● Page text:
Convert Torque to Push

Hey everyone, I was wondering what the relationship between torque and push is. Is there a way to compute the pushing power of a robot given its wheel and motor specs? Say for example, if I had a 490 gram minisumo robot, 4 cm diameter wheels, 60 oz-in motors, and a 30-degree scoop (from the surface), how can I convert this information into the force vector in Newtons?

If take the torque (combined from both motors) and divide by the diameter of the wheels, you get the theoretical pushing power that the robot could have. You then have to subtract the force required to move your own robot, and figure out how well your wheels grip. Unfortunately, these last two items have a tendency to be difficult to measure.

The easy method is to set a scale on it side and simply stall the robot full power into it. Of course, don’t do that for very long. If you don’t have a suitable scale, you could use a large spring. How much force the robot can exert on the spring horizontally will translate into the weight (force) it takes to pull the spring down vertically. This still requires a scale (and a tape measure or ruler), but it doesn’t require one that works on it’s side.

● Given data:
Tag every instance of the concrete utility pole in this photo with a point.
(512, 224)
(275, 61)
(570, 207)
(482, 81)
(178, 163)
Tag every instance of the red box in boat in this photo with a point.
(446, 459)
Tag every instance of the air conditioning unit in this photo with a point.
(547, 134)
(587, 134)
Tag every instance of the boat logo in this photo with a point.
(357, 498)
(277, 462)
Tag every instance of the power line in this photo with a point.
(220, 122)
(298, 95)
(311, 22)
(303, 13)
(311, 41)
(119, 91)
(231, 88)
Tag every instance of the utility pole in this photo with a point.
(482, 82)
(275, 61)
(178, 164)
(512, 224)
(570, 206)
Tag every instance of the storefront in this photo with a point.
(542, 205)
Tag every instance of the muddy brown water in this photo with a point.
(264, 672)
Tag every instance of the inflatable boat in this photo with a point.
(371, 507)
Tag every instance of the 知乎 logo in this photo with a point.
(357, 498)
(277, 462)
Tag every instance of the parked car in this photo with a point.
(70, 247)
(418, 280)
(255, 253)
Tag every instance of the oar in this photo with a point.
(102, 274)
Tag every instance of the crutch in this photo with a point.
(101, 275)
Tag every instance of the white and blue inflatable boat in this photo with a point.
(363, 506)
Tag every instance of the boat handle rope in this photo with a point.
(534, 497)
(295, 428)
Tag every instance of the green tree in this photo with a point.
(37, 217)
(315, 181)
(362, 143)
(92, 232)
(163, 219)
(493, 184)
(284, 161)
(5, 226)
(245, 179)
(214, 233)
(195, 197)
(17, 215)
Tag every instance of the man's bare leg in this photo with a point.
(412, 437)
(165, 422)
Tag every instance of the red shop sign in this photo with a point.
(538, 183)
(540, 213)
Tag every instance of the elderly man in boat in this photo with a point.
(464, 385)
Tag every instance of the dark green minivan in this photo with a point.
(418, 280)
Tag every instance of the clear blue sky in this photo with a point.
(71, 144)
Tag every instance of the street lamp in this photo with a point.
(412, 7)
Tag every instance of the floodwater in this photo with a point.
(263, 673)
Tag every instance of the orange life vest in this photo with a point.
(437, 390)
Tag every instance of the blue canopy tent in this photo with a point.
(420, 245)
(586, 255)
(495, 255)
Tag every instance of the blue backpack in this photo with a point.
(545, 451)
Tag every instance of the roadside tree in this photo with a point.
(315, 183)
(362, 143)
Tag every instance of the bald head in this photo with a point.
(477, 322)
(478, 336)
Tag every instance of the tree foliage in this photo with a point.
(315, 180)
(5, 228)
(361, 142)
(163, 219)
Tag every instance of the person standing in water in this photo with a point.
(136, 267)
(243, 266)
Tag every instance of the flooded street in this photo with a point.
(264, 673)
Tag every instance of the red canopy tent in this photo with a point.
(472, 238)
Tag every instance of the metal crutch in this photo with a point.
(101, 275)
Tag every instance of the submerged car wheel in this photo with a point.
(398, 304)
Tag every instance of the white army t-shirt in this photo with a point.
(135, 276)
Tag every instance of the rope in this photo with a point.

● Complete the following:
1. From the torque-to-push discussion, copy the passage that begins at "If take the" and ends after "difficult to measure.".
2. What wheel diameter does the torque-to-push discussion give for the example minisumo robot?

● Answers for the tasks:
1.
If take the torque (combined from both motors) and divide by the diameter of the wheels, you get the theoretical pushing power that the robot could have. You then have to subtract the force required to move your own robot, and figure out how well your wheels grip. Unfortunately, these last two items have a tendency to be difficult to measure.

2. 4 cm